**Task objective:** Please find each line below containing the word "monitor" and copy those lines. Case counts.

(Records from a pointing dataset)

^^^^^^^^

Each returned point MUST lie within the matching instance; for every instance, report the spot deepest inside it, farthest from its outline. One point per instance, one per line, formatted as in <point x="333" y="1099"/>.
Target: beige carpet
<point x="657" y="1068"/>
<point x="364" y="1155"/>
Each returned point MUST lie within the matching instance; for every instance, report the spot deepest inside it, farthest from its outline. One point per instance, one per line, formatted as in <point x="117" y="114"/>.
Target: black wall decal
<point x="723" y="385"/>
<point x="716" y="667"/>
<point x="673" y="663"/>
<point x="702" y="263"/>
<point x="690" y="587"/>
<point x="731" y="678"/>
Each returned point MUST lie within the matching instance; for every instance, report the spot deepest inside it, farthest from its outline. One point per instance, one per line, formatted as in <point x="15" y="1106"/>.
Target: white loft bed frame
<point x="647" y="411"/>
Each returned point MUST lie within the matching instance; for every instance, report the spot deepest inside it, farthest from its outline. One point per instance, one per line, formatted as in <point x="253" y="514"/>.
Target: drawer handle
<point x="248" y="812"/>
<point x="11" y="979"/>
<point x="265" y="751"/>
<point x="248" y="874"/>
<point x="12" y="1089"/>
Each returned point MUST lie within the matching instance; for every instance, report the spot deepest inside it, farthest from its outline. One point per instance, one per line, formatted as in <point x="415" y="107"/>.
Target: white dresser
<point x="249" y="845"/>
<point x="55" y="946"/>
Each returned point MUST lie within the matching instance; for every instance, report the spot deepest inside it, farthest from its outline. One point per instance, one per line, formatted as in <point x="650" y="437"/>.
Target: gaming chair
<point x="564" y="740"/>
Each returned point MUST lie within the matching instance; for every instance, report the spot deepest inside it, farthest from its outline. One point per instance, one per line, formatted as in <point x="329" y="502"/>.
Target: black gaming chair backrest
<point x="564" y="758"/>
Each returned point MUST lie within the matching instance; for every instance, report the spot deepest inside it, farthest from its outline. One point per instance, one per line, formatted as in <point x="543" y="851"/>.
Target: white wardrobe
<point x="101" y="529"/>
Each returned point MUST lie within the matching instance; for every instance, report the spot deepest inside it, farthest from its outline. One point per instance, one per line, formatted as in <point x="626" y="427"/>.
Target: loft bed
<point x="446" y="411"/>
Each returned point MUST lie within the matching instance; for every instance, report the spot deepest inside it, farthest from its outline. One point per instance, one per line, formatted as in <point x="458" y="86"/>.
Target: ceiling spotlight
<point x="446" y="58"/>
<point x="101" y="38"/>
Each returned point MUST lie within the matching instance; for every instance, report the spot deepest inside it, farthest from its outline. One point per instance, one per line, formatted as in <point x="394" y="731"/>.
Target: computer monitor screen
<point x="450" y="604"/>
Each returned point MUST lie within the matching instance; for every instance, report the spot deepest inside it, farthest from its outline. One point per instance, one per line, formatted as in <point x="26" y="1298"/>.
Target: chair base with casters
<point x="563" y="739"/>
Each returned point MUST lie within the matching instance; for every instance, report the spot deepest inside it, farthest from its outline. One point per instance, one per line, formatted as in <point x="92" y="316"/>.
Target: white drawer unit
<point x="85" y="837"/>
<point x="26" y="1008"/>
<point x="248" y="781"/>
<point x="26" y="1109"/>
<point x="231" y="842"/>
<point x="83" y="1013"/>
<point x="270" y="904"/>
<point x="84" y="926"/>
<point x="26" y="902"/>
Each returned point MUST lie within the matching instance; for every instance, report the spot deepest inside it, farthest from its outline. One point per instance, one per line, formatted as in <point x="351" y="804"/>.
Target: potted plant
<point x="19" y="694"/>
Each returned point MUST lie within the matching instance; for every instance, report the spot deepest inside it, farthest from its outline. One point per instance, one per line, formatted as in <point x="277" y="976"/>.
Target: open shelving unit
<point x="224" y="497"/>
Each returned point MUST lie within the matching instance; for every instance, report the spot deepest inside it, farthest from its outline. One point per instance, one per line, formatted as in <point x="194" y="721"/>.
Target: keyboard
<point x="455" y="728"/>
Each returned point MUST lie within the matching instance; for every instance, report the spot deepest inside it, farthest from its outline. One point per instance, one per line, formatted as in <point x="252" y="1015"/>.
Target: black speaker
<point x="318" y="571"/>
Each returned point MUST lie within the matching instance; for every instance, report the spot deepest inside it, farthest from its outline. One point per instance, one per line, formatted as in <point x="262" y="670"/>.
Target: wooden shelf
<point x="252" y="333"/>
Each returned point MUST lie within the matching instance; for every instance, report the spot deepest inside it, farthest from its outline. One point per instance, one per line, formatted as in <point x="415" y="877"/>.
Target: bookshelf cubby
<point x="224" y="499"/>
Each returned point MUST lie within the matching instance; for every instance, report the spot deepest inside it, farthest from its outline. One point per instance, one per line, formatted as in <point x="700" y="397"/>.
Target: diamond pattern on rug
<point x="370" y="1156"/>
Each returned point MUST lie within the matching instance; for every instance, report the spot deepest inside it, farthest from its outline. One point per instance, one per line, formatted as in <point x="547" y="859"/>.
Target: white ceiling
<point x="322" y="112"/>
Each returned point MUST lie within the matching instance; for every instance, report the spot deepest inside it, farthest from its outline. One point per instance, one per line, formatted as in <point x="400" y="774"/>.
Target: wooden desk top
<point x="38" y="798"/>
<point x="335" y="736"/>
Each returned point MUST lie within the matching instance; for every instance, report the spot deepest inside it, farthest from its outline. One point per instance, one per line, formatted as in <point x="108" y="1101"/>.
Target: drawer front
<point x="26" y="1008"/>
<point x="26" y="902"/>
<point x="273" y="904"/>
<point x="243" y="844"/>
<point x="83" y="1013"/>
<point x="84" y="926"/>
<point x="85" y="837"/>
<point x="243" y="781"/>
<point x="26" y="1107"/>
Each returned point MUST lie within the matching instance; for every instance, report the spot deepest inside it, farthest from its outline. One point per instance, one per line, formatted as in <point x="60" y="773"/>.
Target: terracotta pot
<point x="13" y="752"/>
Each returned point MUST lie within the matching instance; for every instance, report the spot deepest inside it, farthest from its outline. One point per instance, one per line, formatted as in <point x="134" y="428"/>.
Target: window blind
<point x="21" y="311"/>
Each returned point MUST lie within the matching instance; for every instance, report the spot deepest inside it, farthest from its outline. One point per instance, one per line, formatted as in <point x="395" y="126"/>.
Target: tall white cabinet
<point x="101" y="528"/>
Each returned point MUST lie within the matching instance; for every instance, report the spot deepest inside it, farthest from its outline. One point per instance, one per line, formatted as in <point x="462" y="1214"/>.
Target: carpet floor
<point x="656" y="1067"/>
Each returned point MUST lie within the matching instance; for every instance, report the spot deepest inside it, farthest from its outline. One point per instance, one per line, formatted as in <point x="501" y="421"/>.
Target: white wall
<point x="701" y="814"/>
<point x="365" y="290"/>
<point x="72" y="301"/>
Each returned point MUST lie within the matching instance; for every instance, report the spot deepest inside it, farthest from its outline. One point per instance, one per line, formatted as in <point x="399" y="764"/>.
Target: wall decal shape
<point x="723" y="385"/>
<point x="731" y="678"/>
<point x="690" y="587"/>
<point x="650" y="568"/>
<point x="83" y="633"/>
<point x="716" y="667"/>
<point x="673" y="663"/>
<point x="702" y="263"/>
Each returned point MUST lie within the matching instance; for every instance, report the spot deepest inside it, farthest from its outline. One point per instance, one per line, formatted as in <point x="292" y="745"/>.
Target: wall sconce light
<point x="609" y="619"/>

^^^^^^^^

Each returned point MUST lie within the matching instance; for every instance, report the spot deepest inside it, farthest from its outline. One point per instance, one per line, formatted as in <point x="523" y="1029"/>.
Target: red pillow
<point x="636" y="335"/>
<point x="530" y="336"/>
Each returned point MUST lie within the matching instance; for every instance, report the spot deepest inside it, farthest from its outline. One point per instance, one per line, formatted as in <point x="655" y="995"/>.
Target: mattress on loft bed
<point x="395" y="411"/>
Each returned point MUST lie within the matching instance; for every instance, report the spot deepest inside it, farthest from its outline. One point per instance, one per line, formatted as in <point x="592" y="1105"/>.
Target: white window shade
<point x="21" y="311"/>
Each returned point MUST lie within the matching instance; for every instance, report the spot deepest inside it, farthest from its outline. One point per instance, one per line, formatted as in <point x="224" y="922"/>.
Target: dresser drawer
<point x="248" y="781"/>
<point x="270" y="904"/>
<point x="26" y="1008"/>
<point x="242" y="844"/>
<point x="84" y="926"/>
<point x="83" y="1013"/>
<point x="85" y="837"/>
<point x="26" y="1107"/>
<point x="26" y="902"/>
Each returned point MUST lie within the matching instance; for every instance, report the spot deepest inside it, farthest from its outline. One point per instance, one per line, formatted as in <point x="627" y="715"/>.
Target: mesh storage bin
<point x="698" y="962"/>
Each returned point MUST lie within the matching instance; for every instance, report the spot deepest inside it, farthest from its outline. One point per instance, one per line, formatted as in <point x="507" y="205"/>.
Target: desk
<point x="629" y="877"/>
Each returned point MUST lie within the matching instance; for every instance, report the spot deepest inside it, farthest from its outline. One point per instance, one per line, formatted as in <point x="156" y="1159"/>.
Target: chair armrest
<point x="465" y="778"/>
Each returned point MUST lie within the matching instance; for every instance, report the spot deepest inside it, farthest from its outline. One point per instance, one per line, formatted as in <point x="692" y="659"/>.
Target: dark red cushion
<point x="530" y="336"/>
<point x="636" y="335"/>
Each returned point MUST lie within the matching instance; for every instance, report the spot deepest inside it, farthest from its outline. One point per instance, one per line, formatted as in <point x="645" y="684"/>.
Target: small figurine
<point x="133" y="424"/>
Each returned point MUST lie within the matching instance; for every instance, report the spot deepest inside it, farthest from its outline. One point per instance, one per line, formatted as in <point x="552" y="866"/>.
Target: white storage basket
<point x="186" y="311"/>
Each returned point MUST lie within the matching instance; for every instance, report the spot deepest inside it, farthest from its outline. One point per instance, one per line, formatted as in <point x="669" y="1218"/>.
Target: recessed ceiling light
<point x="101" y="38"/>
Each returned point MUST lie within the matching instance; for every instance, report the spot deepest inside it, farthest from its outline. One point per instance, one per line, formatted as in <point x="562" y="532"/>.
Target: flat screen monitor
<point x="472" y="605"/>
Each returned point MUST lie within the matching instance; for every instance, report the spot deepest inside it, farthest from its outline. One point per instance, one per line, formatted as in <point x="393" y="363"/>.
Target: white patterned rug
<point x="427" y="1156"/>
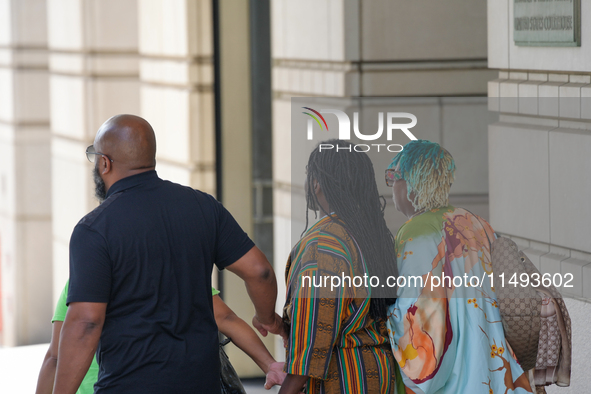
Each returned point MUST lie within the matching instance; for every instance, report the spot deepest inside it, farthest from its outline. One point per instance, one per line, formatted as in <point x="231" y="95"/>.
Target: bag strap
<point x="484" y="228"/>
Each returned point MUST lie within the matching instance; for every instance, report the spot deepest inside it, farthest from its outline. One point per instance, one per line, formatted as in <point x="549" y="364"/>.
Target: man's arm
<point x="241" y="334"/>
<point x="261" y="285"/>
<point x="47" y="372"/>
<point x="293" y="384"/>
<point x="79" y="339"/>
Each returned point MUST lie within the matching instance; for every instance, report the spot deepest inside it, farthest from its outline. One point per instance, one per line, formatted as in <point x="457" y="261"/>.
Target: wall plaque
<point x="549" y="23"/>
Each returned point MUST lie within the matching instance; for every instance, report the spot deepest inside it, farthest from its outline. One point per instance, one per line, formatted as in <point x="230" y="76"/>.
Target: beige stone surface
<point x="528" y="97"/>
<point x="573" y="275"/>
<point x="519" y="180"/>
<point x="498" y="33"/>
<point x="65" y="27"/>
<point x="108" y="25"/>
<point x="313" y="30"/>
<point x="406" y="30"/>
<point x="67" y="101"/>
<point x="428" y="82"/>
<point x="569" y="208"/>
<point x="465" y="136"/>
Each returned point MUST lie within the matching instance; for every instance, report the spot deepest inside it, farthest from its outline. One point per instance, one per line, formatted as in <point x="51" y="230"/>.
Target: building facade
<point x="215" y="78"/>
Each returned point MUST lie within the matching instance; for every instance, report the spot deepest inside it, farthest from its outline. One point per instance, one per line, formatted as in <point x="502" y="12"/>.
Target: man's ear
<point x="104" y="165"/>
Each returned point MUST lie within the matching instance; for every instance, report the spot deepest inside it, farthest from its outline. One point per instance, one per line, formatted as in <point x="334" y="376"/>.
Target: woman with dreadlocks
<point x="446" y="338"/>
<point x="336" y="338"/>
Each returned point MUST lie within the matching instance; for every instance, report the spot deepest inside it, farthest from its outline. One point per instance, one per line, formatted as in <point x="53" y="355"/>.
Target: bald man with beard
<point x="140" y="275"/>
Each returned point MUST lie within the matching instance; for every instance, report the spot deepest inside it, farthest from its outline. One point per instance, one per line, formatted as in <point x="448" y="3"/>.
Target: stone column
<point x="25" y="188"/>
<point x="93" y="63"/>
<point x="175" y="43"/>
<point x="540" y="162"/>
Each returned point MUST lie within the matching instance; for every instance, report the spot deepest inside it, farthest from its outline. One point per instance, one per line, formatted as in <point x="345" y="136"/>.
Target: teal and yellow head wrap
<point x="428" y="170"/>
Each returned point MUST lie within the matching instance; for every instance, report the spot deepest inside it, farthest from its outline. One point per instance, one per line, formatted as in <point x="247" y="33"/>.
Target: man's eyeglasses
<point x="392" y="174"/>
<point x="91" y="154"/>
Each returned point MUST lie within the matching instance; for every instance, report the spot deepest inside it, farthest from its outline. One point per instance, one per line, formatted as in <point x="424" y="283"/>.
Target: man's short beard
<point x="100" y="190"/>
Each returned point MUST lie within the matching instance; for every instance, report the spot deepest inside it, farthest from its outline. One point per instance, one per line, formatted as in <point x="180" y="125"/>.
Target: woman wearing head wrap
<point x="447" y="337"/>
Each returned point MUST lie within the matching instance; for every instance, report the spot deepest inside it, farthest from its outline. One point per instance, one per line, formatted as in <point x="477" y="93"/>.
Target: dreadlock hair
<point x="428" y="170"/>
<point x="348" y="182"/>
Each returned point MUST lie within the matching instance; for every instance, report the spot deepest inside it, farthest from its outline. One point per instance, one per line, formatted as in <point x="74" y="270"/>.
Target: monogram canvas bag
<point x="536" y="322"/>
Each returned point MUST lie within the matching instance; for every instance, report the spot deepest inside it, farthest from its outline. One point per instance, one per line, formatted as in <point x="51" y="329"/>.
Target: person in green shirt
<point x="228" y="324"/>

^^^^^^^^

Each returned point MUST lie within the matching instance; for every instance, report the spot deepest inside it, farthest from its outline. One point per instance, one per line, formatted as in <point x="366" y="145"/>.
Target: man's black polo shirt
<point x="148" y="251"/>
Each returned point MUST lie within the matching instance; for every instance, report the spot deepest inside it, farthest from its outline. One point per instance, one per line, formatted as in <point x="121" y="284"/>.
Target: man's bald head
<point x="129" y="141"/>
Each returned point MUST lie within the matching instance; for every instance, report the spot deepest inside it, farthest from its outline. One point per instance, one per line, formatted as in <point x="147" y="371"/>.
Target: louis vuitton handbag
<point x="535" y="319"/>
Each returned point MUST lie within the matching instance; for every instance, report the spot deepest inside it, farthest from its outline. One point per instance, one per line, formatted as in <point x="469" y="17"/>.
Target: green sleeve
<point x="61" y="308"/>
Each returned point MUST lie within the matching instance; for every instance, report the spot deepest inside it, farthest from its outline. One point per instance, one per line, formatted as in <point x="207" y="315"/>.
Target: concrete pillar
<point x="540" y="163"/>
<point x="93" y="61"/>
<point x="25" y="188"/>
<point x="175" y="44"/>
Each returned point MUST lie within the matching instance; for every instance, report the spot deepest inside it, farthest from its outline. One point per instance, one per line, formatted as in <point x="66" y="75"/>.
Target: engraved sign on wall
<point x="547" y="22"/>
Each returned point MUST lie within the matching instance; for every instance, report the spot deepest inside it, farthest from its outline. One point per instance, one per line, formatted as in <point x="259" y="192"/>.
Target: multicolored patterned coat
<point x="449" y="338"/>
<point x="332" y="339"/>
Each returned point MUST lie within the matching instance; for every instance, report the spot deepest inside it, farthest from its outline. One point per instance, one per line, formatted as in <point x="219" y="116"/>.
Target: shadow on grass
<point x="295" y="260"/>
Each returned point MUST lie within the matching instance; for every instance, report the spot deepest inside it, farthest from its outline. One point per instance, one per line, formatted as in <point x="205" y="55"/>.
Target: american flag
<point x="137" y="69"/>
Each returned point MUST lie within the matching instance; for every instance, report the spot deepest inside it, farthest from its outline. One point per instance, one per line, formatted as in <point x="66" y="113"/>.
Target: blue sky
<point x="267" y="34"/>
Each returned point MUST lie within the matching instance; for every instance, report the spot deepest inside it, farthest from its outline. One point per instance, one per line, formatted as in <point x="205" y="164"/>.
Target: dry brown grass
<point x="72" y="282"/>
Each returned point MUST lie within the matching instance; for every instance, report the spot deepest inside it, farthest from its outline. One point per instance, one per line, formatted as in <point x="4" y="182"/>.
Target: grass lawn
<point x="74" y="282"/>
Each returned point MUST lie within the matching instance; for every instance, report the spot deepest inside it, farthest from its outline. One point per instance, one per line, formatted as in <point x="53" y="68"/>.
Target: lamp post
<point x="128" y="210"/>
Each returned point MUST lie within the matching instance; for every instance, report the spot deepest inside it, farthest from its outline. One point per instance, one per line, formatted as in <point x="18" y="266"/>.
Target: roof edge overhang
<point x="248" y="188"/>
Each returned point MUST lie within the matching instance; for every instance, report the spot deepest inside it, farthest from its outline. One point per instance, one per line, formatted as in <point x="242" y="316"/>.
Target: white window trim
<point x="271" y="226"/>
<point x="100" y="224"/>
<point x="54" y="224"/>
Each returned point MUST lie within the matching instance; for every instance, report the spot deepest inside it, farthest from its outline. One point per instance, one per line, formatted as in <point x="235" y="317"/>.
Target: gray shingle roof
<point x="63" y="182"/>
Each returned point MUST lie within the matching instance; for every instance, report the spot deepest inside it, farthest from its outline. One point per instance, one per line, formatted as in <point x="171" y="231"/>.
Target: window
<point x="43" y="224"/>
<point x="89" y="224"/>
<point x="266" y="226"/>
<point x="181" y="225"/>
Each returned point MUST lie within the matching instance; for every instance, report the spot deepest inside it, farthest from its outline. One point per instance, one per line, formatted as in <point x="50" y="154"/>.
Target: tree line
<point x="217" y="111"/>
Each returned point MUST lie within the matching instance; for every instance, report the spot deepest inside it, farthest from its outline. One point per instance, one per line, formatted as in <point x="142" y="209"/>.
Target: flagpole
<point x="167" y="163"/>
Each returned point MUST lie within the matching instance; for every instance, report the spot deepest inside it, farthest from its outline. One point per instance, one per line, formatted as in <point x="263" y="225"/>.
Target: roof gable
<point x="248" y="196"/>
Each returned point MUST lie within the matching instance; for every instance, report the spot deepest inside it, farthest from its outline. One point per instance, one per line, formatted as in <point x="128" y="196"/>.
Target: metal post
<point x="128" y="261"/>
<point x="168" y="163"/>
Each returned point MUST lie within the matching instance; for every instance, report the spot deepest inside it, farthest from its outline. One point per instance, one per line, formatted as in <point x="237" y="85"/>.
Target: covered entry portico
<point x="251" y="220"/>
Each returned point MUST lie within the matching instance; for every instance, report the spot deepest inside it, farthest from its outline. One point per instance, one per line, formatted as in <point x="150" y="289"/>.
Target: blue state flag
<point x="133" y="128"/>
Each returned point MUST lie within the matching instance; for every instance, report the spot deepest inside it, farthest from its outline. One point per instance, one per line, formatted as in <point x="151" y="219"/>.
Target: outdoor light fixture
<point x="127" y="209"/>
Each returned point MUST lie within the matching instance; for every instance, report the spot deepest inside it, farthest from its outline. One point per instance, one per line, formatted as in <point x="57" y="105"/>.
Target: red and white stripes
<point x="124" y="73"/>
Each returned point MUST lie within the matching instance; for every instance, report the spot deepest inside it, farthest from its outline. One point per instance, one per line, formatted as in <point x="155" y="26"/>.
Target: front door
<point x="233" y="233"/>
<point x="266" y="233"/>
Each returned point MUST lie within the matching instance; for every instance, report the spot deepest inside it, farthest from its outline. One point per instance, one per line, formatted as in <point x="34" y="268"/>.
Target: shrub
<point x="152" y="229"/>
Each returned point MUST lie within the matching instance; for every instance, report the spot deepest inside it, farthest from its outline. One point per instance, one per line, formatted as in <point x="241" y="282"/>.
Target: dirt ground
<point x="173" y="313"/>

^^^^^^^^

**Task result:**
Target: computer monitor screen
Target: flat screen monitor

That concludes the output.